%%

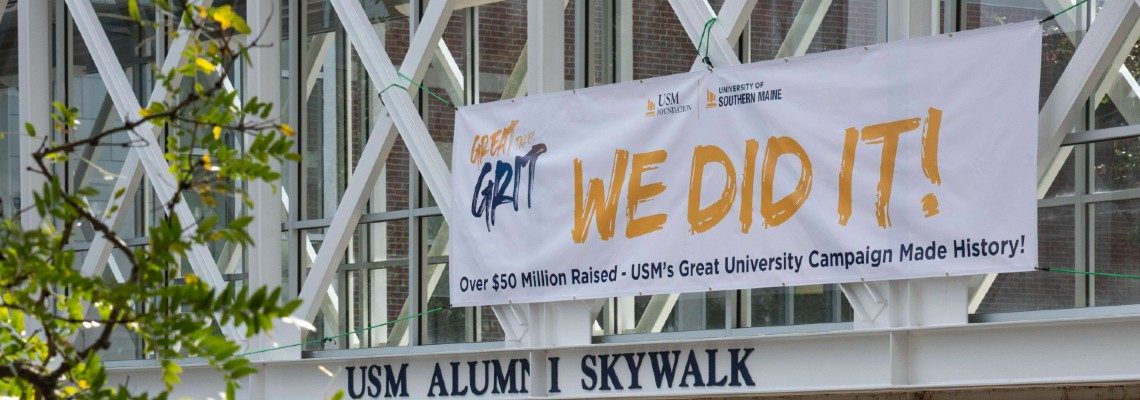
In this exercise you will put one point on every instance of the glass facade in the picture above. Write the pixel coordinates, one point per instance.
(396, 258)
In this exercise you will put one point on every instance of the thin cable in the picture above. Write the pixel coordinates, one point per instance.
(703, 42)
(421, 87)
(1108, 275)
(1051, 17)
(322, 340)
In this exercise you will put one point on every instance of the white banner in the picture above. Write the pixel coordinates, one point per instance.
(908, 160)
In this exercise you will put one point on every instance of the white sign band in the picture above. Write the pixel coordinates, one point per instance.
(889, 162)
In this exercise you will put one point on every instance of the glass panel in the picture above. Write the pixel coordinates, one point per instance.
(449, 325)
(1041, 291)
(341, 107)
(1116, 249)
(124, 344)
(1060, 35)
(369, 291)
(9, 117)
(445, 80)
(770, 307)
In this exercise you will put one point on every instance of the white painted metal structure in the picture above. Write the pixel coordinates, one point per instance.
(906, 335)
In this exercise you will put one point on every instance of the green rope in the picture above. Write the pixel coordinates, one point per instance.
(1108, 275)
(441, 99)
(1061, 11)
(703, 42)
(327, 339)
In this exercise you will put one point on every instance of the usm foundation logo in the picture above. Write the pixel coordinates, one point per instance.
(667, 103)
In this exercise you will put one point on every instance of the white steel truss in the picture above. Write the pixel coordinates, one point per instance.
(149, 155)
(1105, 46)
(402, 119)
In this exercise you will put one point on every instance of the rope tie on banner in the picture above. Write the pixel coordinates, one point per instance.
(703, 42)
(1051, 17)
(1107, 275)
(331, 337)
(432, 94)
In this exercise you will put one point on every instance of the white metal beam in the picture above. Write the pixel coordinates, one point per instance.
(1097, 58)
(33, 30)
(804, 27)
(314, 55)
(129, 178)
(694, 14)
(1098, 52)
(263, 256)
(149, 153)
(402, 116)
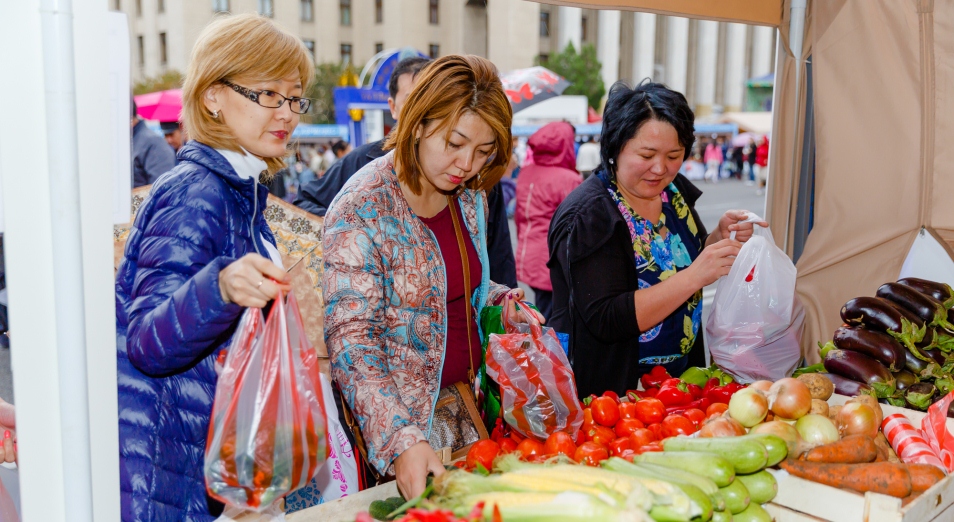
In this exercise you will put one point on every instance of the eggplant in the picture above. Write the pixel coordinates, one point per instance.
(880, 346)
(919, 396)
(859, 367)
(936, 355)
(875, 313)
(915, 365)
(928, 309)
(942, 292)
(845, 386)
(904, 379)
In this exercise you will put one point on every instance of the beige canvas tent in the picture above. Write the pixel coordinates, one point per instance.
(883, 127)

%%

● **WHAT YOU HAVE TO DO**:
Rewrite the entries from the line containing "of the beige" through the end, swapping "canvas tent" for "awning" and leaving everything else as it is.

● **RESPONSE TO THE TASK**:
In this exercise you will put one point on every instance of the beige awning in the picture above. Write the pixel coordinates, one point per instance.
(883, 127)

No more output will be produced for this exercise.